═════ Source material

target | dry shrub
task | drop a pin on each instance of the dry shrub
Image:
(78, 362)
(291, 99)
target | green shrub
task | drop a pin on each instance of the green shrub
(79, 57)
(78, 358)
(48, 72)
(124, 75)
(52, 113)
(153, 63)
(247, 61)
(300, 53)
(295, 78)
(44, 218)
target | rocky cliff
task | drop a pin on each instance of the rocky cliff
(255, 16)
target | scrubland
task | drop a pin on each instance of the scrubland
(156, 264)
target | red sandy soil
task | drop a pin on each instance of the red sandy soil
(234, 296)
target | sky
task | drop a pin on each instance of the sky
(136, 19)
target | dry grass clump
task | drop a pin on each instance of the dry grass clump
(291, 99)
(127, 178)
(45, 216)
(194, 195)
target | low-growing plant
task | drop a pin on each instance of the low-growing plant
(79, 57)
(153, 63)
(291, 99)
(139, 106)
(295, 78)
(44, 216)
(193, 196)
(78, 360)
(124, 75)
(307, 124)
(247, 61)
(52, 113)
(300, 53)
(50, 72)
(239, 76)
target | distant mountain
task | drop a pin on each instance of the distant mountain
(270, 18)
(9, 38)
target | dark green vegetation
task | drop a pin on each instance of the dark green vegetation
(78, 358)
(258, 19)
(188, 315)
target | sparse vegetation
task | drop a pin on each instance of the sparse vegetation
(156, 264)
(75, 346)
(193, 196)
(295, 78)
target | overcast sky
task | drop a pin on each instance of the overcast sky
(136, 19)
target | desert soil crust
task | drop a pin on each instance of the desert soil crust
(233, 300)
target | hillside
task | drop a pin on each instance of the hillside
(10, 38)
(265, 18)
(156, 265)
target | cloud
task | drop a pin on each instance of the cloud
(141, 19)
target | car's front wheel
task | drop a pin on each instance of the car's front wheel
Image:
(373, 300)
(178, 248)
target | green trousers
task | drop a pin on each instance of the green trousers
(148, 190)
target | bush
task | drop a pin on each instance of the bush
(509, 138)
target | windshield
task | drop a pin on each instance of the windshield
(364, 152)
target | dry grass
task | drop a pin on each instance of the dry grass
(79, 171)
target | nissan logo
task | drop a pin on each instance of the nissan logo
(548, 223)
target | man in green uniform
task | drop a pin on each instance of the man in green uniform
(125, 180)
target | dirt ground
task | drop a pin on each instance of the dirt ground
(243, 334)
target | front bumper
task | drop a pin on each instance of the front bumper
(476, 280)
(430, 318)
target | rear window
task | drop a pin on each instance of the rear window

══════════

Task details:
When a line of the material holds the string "wheel", copy that line.

The answer:
target | car's front wheel
task | drop a pin on each instance of the car's front wheel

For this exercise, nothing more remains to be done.